[START OF Passage provided]
NB: you should be able to user differently sized regions (e.g. [1024 × 1024]
) seamlessly.
Create two configuration files under config/pre-training/
(one for each pre-training stage).
You can take inspiration from existing files.
The following commands are used for single-gpu pretraining:
python3 pretrain/dino_patch.py --config-name <dino_patch_config>
python3 pretrain/dino_region.py --config-name <dino_region_config>
Distributed pretraining across multiple gpus is supported via:
python3 -m torch.distributed.run --nproc_per_node=gpu pretrain/dino_patch.py --config-name <dino_patch_config>
python3 -m torch.distributed.run --nproc_per_node=gpu pretrain/dino_region.py --config-name <dino_region_config>
Early Stopping during DINO pretraining
When pretraining the patch-level Transformer, we can monitor student & teacher performances via a downstream patch-level classification task. This can later be used as an early stopping mechanism to prevent model overtraining.
[END OF Passage provided]
[START OF Listed entries]
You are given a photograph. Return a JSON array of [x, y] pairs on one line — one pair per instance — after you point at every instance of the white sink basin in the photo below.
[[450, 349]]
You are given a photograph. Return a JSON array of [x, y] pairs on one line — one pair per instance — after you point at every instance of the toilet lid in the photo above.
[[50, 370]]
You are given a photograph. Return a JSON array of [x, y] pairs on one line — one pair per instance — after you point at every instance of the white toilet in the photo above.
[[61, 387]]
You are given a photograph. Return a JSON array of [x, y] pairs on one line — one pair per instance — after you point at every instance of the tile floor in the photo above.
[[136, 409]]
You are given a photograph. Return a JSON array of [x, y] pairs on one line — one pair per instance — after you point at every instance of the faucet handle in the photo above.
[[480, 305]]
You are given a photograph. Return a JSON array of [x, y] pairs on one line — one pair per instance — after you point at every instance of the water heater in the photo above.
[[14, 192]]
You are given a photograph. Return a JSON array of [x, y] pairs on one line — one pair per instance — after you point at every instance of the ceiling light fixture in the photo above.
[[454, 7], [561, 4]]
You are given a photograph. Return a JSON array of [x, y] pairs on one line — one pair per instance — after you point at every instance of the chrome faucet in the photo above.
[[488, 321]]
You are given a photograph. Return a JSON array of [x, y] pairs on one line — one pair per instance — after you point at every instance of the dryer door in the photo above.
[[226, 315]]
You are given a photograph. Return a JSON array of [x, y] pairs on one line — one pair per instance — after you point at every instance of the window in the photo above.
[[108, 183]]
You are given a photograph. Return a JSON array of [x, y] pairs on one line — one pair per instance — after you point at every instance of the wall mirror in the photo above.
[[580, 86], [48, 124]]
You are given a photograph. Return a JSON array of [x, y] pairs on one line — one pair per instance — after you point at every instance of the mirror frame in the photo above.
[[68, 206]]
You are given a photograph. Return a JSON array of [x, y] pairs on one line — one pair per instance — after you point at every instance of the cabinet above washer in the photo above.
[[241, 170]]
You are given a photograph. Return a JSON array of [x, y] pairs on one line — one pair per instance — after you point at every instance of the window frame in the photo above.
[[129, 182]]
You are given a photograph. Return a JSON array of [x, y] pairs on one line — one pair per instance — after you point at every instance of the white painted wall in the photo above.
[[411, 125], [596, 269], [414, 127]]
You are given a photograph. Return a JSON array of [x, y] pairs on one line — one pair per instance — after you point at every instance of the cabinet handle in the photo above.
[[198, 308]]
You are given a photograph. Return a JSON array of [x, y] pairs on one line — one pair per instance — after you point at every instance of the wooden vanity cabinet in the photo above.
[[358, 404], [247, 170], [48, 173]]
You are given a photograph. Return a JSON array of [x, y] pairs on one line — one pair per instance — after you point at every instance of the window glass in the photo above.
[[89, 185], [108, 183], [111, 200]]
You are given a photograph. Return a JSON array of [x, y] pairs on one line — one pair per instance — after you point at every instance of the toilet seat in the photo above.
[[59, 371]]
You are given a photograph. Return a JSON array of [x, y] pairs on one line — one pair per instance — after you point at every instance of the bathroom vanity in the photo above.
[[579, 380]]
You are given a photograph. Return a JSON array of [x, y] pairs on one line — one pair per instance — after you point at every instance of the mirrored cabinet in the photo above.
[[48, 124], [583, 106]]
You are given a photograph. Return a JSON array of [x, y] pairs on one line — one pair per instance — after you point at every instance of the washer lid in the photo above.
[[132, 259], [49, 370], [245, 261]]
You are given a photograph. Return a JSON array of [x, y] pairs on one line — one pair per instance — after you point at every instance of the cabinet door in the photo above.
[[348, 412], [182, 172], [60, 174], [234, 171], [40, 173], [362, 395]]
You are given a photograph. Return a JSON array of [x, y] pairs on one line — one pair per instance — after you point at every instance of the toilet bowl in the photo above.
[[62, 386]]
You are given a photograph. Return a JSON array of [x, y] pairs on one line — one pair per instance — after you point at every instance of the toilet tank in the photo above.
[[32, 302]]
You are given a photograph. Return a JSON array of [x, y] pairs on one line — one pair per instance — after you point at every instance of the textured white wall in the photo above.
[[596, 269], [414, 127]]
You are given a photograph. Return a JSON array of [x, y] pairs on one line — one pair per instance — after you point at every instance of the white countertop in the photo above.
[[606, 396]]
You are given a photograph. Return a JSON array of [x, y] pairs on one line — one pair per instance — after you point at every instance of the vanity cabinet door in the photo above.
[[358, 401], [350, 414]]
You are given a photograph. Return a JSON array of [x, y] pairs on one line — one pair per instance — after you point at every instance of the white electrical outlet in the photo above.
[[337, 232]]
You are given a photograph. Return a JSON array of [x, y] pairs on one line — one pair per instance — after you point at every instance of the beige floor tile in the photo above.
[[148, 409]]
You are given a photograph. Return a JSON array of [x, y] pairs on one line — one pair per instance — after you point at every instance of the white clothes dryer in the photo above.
[END OF Listed entries]
• **Given instruction A**: Check each statement against the pretraining instructions. Answer yes or no, and quote the words of the instructions that decide it. (i) One configuration file is created to cover both pre-training stages. (ii) Pretraining can be distributed across multiple GPUs. (iii) Monitoring a downstream patch-level classification task can serve as an early stopping mechanism.
• **Given instruction B**: Substitute "guidance" for "inspiration" in the pretraining instructions. Write out the part starting with "NB: you should" and going on through "from existing files.".

• **Correct answer A**:
(i) No: "Create two configuration files under config/pre-training/ (one for each pre-training stage)."
(ii) Yes: "Distributed pretraining across multiple gpus is supported via:"
(iii) Yes: "This can later be used as an early stopping mechanism to prevent model overtraining."

• **Correct answer B**:
NB: you should be able to user differently sized regions (e.g. [1024 × 1024]
) seamlessly.
Create two configuration files under config/pre-training/
(one for each pre-training stage).
You can take guidance from existing files.